[What to do]:
a) List every Gini index value stated in the decision-tree notes, along with what each value belongs to.
b) Write the next part of the decision-tree notes, picking up right after their final sentence.

Gini(True) = 1 - ((3/6)^2) - ((3/6)^2) = 0.5
Gini(False) = 1 - ((6/8)^2) - ((2/8)^2) ≈ 0.375
Weighted Gini(Windy) = (6/14) * Gini(True) + (8/14) * Gini(False)
≈ (6/14) * 0.5 + (8/14) * 0.375
≈ 0.429

Based on the Gini index calculations, the "Outlook" attribute has the lowest weighted Gini index (0.343).
Therefore, we will choose "Outlook" as the root node for the decision tree.
Overfitting and Pruning
● Overfitting and pruning are essential concepts in the context of decision trees and other machine
learning models. Let's discuss each of them in detail:
Overfitting:
● Overfitting occurs when a model learns the training data too well, capturing noise and random
fluctuations rather than the underlying pattern. As a result, the model performs well on the training
data but poorly on unseen data.
● In decision trees, overfitting often happens when the tree is allowed to grow too deep or become too
complex. This can lead to nodes in the tree that are specific to the training data and do not
generalize well.
● Overfitting can be detected by evaluating the model's performance on a separate validation set or
through cross-validation.
● Signs of overfitting include a large difference between training and validation performance or
deteriorating performance on the validation set as the model becomes more complex.

[Supplied records]:
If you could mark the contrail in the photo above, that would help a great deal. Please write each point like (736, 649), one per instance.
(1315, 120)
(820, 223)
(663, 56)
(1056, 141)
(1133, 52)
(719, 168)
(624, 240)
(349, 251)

[Task-by-task outputs]:
a)
- Gini(True): 0.5
- Gini(False): ≈ 0.375
- Weighted Gini(Windy): ≈ 0.429
- Weighted Gini index of "Outlook": 0.343

b)
Pruning:
● Pruning is a technique used to combat overfitting by removing parts of the decision tree that do not
contribute significantly to its predictive accuracy.
● There are two main approaches to pruning: pre-pruning and post-pruning.

● Pre-pruning involves stopping the tree's growth early based on predefined criteria, such as limiting
the maximum depth of the tree, the minimum number of samples required to split a node, or the
maximum number of leaf nodes.
● Post-pruning, also known as cost-complexity pruning, involves growing the full tree and then
removing nodes that do not improve the tree's performance on a validation set.
● This is typically done by recursively replacing subtrees with a single node, such as the most
common class in the subtree, while monitoring the tree's performance on the validation set.
● Pruning helps simplify the model, reducing its complexity and improving its generalization
performance on unseen data.
● Common pruning techniques include reduced error pruning, complexity parameter pruning (e.g.,
using cost-complexity pruning in CART), and minimal cost-complexity pruning in decision tree
algorithms like CART and C4.5.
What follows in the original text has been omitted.